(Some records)

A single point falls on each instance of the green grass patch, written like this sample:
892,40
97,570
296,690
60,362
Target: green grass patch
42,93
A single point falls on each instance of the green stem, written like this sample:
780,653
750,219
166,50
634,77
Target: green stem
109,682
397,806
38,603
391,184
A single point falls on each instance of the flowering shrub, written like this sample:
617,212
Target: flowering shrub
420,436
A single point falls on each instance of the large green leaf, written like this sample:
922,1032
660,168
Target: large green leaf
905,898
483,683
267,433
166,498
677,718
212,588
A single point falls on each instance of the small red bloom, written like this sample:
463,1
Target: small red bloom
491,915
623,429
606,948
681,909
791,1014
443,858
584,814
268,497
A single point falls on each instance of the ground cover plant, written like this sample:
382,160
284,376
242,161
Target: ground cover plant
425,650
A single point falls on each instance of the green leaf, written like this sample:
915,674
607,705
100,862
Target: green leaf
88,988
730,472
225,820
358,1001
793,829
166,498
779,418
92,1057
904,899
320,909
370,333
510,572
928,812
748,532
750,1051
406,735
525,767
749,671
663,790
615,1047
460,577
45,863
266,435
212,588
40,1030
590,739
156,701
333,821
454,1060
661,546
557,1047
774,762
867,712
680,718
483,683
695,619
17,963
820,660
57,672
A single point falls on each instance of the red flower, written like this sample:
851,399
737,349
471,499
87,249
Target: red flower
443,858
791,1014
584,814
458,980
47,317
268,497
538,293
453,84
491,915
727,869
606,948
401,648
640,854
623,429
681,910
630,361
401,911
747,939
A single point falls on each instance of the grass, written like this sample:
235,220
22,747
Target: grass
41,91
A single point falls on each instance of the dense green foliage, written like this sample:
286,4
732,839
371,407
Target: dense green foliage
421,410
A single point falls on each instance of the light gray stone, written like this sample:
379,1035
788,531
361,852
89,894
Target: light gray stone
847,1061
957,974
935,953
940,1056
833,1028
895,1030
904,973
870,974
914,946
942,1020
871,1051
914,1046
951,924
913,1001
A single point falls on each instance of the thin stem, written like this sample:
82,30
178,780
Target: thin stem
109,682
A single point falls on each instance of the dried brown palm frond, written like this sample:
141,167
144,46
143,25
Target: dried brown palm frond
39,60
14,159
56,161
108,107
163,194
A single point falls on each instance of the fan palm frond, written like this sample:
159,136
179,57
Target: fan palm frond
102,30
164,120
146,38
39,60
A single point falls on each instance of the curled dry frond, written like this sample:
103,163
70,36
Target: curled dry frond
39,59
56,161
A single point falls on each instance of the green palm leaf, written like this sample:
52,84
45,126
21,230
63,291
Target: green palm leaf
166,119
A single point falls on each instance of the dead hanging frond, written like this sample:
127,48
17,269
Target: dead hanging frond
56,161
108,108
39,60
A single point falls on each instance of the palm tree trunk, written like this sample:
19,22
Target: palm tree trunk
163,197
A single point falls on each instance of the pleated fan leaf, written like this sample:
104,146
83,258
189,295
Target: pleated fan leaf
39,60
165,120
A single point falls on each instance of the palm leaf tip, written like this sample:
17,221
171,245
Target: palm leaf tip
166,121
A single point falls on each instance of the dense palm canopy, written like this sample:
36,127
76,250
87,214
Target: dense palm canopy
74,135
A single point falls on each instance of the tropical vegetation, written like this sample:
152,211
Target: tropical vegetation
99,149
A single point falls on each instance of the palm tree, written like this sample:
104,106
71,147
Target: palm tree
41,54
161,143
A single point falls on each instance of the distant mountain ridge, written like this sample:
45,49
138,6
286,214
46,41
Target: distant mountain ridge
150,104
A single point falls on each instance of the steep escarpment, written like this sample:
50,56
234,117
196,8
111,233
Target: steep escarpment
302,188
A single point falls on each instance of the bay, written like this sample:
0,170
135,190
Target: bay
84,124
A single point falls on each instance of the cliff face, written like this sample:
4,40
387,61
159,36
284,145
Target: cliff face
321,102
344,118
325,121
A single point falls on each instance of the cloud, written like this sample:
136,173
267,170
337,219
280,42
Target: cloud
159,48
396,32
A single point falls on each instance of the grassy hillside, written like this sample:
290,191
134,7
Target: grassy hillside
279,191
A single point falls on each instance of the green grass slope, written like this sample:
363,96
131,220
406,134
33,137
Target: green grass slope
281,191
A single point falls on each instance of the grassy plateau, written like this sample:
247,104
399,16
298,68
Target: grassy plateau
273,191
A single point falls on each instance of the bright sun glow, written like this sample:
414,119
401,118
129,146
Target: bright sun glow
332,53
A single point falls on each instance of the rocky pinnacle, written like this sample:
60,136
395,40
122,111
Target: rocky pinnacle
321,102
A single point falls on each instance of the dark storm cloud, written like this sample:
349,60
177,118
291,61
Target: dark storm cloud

▸ **REQUIRED TASK**
Starting at the line that contains "grass slope, written", copy every line through the end of the material. Multiply each point coordinate listed under a "Target:" line by 1.2 and round it to a whole number, with halves rounding up, and leave all other lines unchanged.

▸ **COMPLETED TASK**
A single point falls on each instance of the green grass slope, written like this sample:
363,96
131,220
406,134
33,137
Target: green grass slope
337,229
A single point falls on each instance of the grassy plateau, written like this sample:
247,104
399,16
298,68
Target: grassy plateau
328,229
A single point falls on each instance of the bright sun glow, written like this sample:
414,119
401,118
129,146
Target: bright sun glow
398,64
A single point falls on each instance of the rocky pinnacle, written like this sample:
60,136
395,40
122,111
Target: rocky pinnacle
385,122
A single point falls on each instance of the dark storm cloud, written like this sample:
349,60
177,118
291,61
Target: dark storm cloud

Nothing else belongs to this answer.